### Passage to read:
-- Start --

THIS EVENT HAS ENDED
Fri April 19, 2013

Save the Date For Patrice Vecchione at the Tor House

SEE EVENT DETAILS
Renowned California Poet Patrice Vecchione’s New Book of Poems

Launches Just In Time For National Poetry Month

Save the Date For Patrice Vecchione at the Tor House

On Saturday, April 6, from 10 - 4, Patrice will lead a poetry writing workshop at Tor House. This year's workshop is called Poetry's Uniqueness and will address what makes a poem a poem and how one finds the place of poetry within. The day will be spent writing and discussing aspects of poetry, including: sound, voice, line, nuance, image and mystery.

On Friday evening, April 19 at 7:30 p.m., Patrice will give a reading from her new book of poems, The Knot Untied.

MONTEREY, CA — Patrice Vecchione’s new book of poems, "The Knot Untied," comes out in time for National Poetry Month, the annual celebration of poetry. Patrice writes about what it means to be alive and alert to the world around her. She’s a woman who never left her girlhood jump rope behind, an artist unafraid of glitter, one who'd rather be near than far, an ordinary woman who, through poetry, celebrates the extraordinary in daily life.

Patrice believes poetry — the writing and the reading of it — is life-affirming. It's a way of saying, “Let’s look closely at this small thing or attend to a larger something like losing or finding someone. Poems are a way to notice and celebrate that which we all see but the poet stops long enough to find the poem hidden there. A poem can praise both triumph and defeat because they're both aspects of being alive. Poetry shortens the divide between people—that which makes us seem different from each other. Read a poem and you find we’re really very much alike.”

The poems in “The Knot Untied” aim to shine a light on friendship, the mother-daughter relationship, the aging process, falling in love, the natural world, the small, often unnoticed moments, and how within these experiences there is something ineffable — call it God or spirit or that which can't be explained. These are poems written by a writer seeking to celebrate the world and her place in it.

Patrice took an unusual route to publish this collection. “The Knot Untied” was published by a community of readers. She developed an Indiegogo campaign that she announced through Facebook, creating a venue for the community to fund her new book. Very quickly, teachers, housewives, musicians, doctors and lawyers came together to make it possible for her new collection of poems “The Knot Untied” to BE published.

Save the Date!

Tor House, 26304 Ocean View, Carmel, (831) 624-1813

April 6 10 a.m.-4 p.m.

April 19 7:30 p.m.

-- End --

### Data provided:

-- Start --

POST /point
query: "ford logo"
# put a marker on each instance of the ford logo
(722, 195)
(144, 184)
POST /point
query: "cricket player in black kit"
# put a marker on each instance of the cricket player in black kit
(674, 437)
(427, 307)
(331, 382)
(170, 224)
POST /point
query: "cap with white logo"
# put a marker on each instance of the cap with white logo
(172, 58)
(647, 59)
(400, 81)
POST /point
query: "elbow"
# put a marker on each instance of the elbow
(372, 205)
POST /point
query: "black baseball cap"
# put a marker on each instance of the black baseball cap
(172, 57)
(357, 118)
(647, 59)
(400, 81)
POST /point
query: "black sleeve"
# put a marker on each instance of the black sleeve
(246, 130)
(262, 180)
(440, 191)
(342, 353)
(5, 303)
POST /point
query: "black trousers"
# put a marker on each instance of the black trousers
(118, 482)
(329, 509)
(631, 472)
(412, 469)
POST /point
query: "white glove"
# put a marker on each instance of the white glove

-- End --
-- Start --

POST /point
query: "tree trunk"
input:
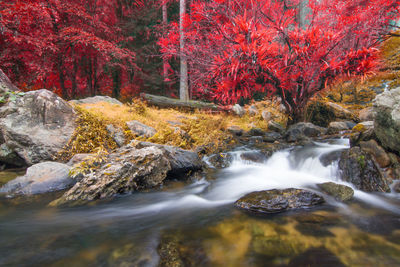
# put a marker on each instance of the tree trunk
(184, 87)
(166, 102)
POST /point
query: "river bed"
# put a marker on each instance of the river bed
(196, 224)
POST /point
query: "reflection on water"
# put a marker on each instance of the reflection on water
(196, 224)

-- End --
-- Start --

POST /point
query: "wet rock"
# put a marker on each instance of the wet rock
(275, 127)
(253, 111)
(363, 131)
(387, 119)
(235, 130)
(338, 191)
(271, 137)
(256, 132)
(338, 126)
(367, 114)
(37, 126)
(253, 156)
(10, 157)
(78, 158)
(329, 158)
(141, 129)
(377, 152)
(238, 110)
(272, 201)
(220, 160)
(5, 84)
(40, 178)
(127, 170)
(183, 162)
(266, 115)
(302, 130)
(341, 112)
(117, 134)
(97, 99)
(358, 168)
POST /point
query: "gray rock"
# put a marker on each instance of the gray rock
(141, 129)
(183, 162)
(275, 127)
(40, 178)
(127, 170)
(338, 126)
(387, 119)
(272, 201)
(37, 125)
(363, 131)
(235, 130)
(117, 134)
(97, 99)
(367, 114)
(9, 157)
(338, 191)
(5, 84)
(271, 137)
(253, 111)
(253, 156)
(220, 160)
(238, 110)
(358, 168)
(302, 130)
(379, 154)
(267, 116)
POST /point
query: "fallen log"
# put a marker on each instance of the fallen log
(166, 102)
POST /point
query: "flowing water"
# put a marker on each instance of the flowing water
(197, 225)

-- End --

Write out the event announcement for Patrice Vecchione word for word, from "SEE EVENT DETAILS" up to and including "image and mystery.".

SEE EVENT DETAILS
Renowned California Poet Patrice Vecchione’s New Book of Poems

Launches Just In Time For National Poetry Month

Save the Date For Patrice Vecchione at the Tor House

On Saturday, April 6, from 10 - 4, Patrice will lead a poetry writing workshop at Tor House. This year's workshop is called Poetry's Uniqueness and will address what makes a poem a poem and how one finds the place of poetry within. The day will be spent writing and discussing aspects of poetry, including: sound, voice, line, nuance, image and mystery.